> **TASK**: Write the next part of the interview on adding bike and bus lanes in Los Angeles, picking up after its last sentence.

> **PAGE**:
◆ ◆ ◆ ◆ ◆ ◆ ◆
Adding bike, bus lanes in LA could reduce traffic in long term, professor says


Thu, 09/10/2015

author

George Diepenbrock

LAWRENCE — City leaders in Los Angeles have approved a transportation policy that would add bicycle and bus lanes to some of the second-largest city's busiest boulevards in an effort to reduce traffic over the next 20 years.

Bradley Lane, an expert on planning issues in urban transportation and a University of Kansas assistant professor in the School of Public Affairs & Administration, is available to discuss issues related to urban traffic. Lane's broad research interests also focus on travel behavior and policy, and his current project involves the study of policies, perceptions, attitudes and travel behavior effects of electric vehicle usage, including two surveys of urban residents across the country.

Q: Are there past examples where a city or government used a change in infrastructure — such as taking away space for driving instead of expanding a road or street — to successfully influence the culture and steer people either to public transportation, biking, walking, etc?

Lane: Much of the research and literature pretty clearly indicates that, despite people's perceptions to the contrary, reducing roadway capacity reduces travel demand and moves trips to other modes or other roadways less used. It also shows that adding roadway capacity induces travel demand. However, cities and governments are often reluctant to reduce roadway capacity for the perception of the negative impacts it will have on traffic.

There are a few famous examples of cities removing roadway infrastructure for other alternatives that involve freeways, in particular the Embarcadero Freeway in San Francisco and The Big Dig in Boston. And many cities have introduced traffic-calming devices to better manage roadway traffic and make it safer for bicyclists and pedestrians and drivers, too.

Even here in Lawrence, there has recently been the talk of reducing the number of lanes on Kasold Drive between Sixth Street and Bob Billings Parkway as part of the city's long-term transportation plans to encourage use of more non-automotive means of travel. It's a little amusing to see people in Los Angeles express concerns of "gridlock" from these changes because L.A. has been at gridlock since "Roger Rabbit" took place. And the only things that have helped alleviate it have been the transit infrastructure L.A. has steadily been improving over the last 30 years or so.

Q: What specific factors have influenced decisions like these?

Lane: The transportation engineering and planning worlds have slowly realized that you can't really build your way out of traffic. Adding roadway capacity stops providing benefits to congestion after a while and can actually encourage traffic growth.
◆ ◆ ◆ ◆ ◆ ◆ ◆
> **DATA EXTRACT**:
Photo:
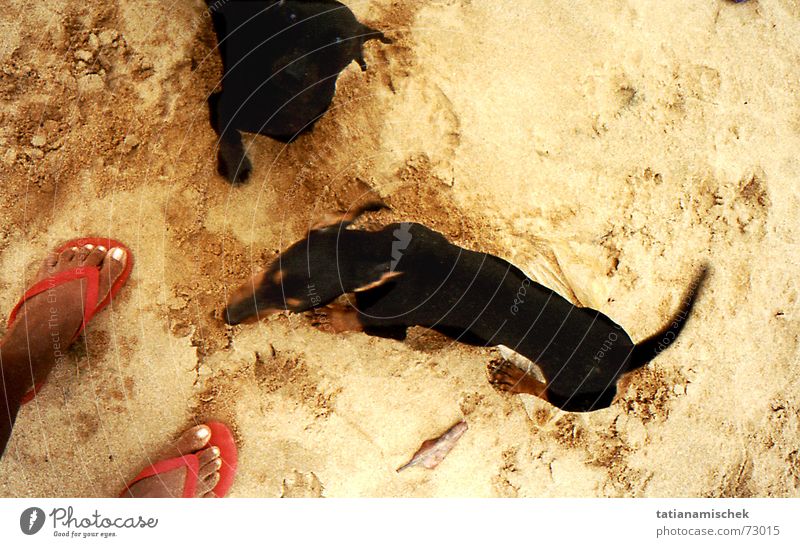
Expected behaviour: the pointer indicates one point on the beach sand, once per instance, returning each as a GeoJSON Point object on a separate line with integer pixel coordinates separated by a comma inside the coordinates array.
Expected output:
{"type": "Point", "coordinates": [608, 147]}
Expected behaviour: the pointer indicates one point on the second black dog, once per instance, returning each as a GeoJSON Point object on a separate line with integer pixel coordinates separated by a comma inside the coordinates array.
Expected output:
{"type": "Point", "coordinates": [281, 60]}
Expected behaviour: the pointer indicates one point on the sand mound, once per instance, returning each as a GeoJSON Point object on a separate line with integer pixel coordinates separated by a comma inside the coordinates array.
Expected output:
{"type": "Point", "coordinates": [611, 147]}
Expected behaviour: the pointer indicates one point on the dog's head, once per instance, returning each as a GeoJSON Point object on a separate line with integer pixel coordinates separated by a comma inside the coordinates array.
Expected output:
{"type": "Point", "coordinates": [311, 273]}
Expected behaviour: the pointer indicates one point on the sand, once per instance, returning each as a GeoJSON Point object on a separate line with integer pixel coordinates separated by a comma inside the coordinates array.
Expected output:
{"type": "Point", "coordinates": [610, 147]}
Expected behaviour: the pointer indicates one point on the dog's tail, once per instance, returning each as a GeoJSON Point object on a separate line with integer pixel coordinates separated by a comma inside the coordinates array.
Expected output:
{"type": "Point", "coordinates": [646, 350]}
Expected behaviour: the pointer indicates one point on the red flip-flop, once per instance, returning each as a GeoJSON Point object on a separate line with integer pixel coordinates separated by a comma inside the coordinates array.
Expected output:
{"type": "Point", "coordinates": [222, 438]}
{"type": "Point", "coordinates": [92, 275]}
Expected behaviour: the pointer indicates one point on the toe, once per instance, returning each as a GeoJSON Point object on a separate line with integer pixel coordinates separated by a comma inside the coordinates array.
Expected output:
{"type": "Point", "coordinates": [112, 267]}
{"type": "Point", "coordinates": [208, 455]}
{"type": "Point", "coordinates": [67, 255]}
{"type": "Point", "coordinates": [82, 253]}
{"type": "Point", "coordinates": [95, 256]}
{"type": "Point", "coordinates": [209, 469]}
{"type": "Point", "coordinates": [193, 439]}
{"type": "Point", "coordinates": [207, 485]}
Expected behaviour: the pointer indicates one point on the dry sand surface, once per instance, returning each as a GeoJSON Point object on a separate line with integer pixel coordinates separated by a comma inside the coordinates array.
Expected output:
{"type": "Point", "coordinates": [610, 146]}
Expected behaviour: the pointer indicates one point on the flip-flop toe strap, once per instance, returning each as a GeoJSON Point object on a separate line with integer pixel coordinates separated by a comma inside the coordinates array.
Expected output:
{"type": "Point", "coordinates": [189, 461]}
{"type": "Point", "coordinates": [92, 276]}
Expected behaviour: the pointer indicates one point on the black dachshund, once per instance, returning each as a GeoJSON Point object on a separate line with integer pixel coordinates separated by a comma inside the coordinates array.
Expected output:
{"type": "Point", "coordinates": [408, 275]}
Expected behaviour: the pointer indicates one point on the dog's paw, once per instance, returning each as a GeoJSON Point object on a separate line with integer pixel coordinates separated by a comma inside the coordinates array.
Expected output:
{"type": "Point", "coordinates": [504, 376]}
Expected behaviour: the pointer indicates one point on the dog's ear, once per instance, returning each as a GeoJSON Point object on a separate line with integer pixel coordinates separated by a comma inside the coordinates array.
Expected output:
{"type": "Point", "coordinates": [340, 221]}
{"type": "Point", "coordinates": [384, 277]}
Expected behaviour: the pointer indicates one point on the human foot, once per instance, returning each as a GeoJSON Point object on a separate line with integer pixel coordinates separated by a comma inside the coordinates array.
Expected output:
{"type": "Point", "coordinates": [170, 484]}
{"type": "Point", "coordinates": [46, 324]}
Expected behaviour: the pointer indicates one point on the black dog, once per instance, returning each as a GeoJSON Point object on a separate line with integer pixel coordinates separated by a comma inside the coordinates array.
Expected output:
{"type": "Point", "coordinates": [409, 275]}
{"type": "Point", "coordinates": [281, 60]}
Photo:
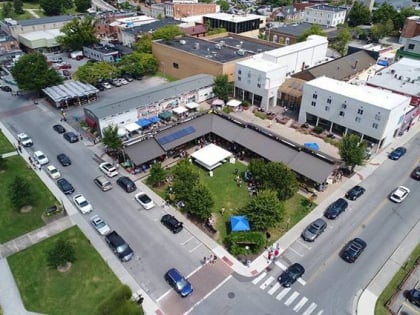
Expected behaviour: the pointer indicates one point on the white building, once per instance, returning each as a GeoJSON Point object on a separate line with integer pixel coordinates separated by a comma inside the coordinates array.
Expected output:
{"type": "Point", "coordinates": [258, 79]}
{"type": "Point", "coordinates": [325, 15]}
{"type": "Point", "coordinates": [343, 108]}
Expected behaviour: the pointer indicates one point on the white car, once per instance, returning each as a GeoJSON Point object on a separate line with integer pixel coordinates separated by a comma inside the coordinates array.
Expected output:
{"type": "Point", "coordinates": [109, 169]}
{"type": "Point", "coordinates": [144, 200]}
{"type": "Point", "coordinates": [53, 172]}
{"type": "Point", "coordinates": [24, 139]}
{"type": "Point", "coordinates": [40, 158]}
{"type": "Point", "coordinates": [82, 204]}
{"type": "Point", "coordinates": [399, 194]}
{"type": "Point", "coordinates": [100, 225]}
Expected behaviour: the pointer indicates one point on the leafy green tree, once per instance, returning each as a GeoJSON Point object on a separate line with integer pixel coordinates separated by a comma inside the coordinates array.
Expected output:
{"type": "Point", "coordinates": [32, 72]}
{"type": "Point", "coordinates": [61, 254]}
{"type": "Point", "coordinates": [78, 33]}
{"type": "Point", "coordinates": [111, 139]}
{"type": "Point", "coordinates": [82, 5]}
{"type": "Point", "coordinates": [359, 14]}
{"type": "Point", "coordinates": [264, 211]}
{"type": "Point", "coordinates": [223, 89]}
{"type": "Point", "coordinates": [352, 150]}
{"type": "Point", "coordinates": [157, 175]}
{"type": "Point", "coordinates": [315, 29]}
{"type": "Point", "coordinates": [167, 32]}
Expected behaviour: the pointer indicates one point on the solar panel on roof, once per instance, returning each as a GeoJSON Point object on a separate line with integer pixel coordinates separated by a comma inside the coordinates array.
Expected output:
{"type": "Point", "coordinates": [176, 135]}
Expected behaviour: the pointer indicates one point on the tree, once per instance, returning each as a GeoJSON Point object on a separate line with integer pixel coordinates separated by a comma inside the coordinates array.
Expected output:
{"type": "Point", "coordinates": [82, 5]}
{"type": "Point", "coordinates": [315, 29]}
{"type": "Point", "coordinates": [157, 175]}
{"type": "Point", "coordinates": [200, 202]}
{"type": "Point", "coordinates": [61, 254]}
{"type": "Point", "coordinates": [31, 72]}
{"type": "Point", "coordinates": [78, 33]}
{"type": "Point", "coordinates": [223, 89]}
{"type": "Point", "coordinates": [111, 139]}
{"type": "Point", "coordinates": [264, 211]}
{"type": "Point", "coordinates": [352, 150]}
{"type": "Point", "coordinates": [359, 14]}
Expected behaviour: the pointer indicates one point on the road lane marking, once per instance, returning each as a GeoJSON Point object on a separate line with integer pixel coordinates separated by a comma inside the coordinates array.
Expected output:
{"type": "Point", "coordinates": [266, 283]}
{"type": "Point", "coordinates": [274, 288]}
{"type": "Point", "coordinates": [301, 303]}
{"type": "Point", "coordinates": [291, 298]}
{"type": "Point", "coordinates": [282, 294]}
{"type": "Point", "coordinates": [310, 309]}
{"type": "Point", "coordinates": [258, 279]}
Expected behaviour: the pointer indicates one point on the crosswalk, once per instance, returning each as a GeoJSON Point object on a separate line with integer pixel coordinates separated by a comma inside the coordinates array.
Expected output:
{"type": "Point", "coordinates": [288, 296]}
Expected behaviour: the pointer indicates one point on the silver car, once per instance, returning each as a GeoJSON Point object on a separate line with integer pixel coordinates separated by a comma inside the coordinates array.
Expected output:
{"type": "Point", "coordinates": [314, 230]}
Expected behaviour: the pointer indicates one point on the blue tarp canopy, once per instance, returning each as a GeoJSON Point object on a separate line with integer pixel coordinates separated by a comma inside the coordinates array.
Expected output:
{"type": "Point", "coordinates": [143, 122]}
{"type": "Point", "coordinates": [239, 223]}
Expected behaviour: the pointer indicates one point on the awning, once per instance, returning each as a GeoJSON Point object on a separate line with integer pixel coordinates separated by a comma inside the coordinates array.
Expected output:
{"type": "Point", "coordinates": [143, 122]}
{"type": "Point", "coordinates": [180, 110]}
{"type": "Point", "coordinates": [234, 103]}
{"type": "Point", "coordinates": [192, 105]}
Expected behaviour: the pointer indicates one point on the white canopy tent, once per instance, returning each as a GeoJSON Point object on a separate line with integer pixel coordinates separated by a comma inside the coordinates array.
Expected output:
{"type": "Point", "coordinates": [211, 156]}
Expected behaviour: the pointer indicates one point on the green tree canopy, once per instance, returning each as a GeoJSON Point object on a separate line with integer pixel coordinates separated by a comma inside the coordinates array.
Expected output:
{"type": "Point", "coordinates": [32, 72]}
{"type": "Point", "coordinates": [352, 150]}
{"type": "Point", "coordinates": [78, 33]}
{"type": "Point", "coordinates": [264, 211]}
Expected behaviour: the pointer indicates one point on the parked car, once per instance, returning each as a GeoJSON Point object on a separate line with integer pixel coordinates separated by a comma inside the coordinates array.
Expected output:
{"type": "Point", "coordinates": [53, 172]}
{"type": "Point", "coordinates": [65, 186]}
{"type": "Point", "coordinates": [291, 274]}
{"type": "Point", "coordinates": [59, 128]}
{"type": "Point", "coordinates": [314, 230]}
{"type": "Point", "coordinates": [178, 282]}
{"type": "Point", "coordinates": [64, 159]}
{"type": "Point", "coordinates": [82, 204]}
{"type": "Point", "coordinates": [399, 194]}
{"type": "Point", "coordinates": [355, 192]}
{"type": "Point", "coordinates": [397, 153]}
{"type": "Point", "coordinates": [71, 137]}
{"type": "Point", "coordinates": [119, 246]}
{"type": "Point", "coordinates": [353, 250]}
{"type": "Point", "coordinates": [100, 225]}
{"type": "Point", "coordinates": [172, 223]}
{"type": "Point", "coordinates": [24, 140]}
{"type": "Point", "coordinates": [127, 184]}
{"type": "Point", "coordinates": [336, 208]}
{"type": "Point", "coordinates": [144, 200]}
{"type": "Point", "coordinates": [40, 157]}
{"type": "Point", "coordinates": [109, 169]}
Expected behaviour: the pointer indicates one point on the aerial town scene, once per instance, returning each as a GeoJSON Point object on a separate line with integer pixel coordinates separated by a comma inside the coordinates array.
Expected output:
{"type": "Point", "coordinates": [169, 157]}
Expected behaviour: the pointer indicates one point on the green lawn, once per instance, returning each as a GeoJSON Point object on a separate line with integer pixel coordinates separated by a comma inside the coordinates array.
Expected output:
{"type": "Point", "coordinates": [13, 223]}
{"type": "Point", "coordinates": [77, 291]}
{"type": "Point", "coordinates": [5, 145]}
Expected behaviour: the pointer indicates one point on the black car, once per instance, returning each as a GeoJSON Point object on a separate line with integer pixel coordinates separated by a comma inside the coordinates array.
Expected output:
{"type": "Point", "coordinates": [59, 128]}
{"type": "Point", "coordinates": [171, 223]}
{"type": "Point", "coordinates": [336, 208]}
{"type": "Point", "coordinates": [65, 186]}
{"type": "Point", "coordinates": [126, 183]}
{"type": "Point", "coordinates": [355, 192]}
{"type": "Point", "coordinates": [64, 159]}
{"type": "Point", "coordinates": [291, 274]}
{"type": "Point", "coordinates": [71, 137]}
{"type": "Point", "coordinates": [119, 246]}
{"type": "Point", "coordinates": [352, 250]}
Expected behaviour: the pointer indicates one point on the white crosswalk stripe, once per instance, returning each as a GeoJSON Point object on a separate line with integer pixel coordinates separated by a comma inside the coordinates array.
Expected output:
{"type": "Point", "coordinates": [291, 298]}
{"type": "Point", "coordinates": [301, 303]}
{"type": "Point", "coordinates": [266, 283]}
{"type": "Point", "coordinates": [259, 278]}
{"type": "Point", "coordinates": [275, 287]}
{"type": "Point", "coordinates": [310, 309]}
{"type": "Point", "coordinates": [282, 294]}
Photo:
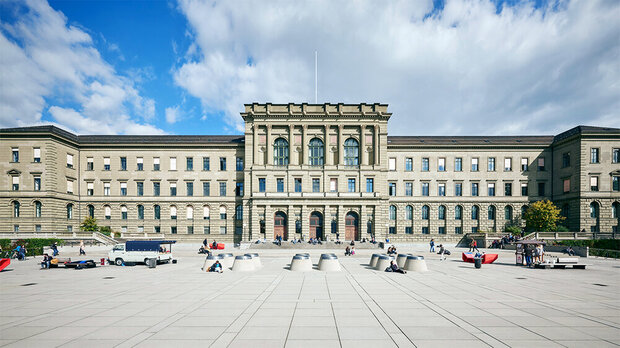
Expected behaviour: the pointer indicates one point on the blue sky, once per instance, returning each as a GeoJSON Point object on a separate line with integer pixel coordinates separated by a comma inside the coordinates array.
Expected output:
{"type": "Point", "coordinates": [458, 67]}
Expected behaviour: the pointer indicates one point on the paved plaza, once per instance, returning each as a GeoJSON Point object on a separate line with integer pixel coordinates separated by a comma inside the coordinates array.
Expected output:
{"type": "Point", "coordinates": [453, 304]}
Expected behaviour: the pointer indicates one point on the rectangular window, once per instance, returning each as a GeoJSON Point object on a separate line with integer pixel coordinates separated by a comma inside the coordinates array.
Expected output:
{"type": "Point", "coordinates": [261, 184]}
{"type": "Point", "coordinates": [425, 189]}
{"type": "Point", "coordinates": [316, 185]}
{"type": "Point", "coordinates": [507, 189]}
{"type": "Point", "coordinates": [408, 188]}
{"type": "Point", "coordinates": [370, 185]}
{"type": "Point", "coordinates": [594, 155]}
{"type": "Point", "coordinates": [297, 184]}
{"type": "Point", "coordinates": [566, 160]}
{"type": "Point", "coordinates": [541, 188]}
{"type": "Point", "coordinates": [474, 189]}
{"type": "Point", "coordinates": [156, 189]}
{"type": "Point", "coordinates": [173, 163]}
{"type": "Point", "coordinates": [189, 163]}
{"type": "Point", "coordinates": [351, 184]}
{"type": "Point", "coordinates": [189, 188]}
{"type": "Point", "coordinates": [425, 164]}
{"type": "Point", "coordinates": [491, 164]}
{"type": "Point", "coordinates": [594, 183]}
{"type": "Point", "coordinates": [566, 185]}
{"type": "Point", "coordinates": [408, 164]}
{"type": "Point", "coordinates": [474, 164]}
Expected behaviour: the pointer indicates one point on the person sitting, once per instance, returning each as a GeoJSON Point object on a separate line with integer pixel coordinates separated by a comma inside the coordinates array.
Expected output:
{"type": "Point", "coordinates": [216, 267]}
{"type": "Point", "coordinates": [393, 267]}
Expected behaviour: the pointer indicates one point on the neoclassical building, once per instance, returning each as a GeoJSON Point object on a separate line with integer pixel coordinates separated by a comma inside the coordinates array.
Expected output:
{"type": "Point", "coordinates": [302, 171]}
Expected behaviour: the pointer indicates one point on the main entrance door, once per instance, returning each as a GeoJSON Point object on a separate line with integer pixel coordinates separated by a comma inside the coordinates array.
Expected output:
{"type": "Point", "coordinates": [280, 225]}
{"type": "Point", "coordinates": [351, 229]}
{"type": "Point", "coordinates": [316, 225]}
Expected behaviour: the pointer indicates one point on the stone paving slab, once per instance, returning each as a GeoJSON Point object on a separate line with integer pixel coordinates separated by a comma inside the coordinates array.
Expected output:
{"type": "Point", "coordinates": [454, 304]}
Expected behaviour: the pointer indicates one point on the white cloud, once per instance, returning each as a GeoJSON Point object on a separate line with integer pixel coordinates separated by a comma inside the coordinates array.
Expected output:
◆ ◆ ◆ ◆ ◆ ◆ ◆
> **RESULT OF THE TASK**:
Concerns about traffic and congestion rising to a level that allows the consideration of alternatives combine with a desire for a better or different way of urban life, such as the street life most people envision when they vacation in the great cities of the world or if they go to some neat neighborhoods and think of the number of people walking. Also, they see the ease of getting around on transit and vibrant urban life in such places.

And increasingly, people and cities are recognizing the connection between auto-dependence and negative health outcomes, and between walking and physical activity and positive health outcomes. Together, cities have had success implementing changes, usually in small pockets of neighborhoods, development around transit stations, or a single or limited set of bike and pathways.

Q: In your research, have you uncovered any specific strategies that have worked or been mildly successful in instituting some change away from the one-person, one-vehicle culture?

Lane: Changes that have the effect of reducing roadway capacity are best received and most effective when they are tied with other changes that increase accessibility and capacity of alternatives to cars, such as public transit and bicycle or pedestrian activity, and changes in development to forms that mix residential and commercial uses and reduce travel distances.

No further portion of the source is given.